# TASK STATEMENT:
Gather every line of the items below that contains the string "sunglasses", matching case exactly.

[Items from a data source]

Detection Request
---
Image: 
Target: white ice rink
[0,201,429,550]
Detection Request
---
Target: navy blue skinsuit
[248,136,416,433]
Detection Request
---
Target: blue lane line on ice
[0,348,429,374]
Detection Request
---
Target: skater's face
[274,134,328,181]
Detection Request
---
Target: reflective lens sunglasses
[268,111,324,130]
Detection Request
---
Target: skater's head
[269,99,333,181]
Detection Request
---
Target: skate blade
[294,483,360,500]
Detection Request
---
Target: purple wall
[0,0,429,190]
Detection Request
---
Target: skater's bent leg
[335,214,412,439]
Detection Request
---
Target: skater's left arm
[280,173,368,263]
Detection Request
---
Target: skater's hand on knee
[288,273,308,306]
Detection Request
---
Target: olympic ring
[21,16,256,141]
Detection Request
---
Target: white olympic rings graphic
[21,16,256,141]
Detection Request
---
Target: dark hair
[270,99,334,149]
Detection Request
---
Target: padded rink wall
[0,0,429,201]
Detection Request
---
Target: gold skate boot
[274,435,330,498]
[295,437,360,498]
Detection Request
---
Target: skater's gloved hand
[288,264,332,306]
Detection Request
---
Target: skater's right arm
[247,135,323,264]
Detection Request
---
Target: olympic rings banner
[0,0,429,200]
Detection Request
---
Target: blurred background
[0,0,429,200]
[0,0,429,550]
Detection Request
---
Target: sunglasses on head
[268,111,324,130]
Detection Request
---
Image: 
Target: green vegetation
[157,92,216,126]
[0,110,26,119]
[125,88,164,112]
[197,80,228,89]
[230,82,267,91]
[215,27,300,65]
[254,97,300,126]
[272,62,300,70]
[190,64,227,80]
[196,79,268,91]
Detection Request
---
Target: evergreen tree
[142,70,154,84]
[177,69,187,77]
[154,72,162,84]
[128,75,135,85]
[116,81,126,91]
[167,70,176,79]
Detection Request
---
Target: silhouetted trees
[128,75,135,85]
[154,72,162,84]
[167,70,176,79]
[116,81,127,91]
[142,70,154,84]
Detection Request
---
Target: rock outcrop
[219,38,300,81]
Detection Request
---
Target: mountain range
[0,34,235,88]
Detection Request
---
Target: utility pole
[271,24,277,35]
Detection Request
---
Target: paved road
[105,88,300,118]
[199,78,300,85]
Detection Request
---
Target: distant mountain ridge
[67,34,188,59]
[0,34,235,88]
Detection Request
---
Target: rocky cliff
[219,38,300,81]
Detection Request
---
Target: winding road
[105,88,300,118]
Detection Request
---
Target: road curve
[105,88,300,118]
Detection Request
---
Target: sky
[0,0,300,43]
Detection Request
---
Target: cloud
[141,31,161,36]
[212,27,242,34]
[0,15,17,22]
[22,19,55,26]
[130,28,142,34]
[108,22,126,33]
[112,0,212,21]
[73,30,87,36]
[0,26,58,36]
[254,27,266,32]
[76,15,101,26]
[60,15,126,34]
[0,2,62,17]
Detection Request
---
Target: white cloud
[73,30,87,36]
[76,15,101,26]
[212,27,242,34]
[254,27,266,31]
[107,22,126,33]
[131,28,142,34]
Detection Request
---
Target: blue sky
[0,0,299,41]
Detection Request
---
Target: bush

# FULL SOLUTION:
Target: reflective lens sunglasses
Target: sunglasses on head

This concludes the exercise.